| WHAT THE EXERCISE ASKS |
Extract all lines in the data that contain the word "lane".

===== THE INPUT =====

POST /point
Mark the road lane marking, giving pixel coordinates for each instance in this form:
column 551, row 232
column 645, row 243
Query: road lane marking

=====

| EXERCISE SOLUTION |
Mark the road lane marking, giving pixel coordinates for each instance in this form:
Query: road lane marking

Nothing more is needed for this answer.